§ Instruções da tarefa: Consegue prolongar a troca de comentários sobre os cortes nas políticas sociais, começando logo depois da última frase apresentada?

:: Texto do documento ::

Não vamos lá com um discurso geral, precisamos de avaliar quem perdeu benefícios e quem ganhou, e quem perdeu e ganhou ao mesmo tempo; e quem perdeu mais hoje para poder ter vir a ter oportunidades de ganhar mais amanhã, etc. Essa avaliação exige ser feita para além da imagem impressionista de os desfavorecidos ficarem sempre a perder. Por outro lado, não sei se os cortes foram feitos "a eito". Tens que me dar não apenas alguns exemplos a vulso, mas uma análise um pouco mais sistemática para provar essa tese - que, caso contrário, não passa de um slogan, não é?
E convém não esquecer que há um imperativo político de reduzir o défice público, entretanto alcançado. Agora é preciso pensar de forma estratégica no futuro das políticas sociais (e das outras).
Hugo
Caro Hugo, os exemplos que falas também deverão ser avaliados. Mas o mais sintomático diz respeito à saúde. Neste caso, são as zonas mais periféricas e periurbanas que perdem claramente. O enceramento não assenta em nenhuma perspectiva de ordenamento territorial e adminstrativo. O mesmo se poderá dizer do encerramento de algumas escolas. Já debatemos isto muitas vezes, mas exigir uma planificação mínima das políticas públicas não significa necessariamente uma posição conservadora.
Renato,
"os exemplos que falas também deverão ser avaliados."
Pois devem, mas são a demonstração inequívoca do que argumentei no comentário anterior (foi essa a tua observação). E podia ter dado mais exemplos - são exemplos do trabalho que está a ser feito, e a estratégia que o orienta.

:::
:: Conteúdo dos dados ::

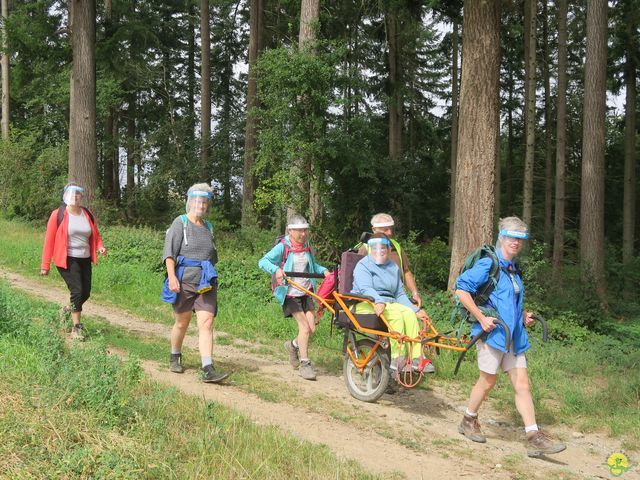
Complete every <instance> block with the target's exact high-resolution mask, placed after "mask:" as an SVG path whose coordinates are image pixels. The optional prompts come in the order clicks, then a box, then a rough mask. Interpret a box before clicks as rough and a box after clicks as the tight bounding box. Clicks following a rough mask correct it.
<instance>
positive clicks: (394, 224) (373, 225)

:::

§ Resposta ao exercício:
E estás enganado quanto à educação e quanto à saude. Esta não conheço bem e por isso não vou entrar em pormenores. Quanto às escolas é efectivamente errado que não assente em "nenhuma perspectiva de ordenamento territorial e adminstrativo". O que está em curso é precisamente a reordenação da rede escolar do 1.º ciclo,
com a entrada em funcionamento de 61 centros escolares e a inclusão de um instrumento financeiro para apoio à requalificação
no QREN. Foram fechadas 2200 escolas 2006/07 e 2007/08 e, em contrapartida, 61 novos centros escolares abertos este ano lectivo, e estão em construção mais 40 centros. Tudo isto é um investimento de 407 milhões de euros. Mas alguém fala dos centros escolares que abriram (e da dinamização da vida local e comercial que a provisão de bens públicos traz)? Algúem fala das 216 cartas educativas homologadas pelo Ministério da Educação e pelas autarquias, que têm precisamente a função de reorganizar e redinamizar as dinâmicas territoriais, envolvendo - como deve ser - directamente o poder local? Alguém fala das responsabilidades crescentes que as autarquias terão na educação, de forma a poderem articulá-la com o desenvolvimento local?
Não, claro, por sistema, só se dá uma imagem parcial e negativa. Fecham-se escolas; o resto do trabalho que é feito (e que só pode ser feito precisamente porque se fecharam as escolas, dado que este é um requisito para qualquer reordenamento da rede) é como se não existisse.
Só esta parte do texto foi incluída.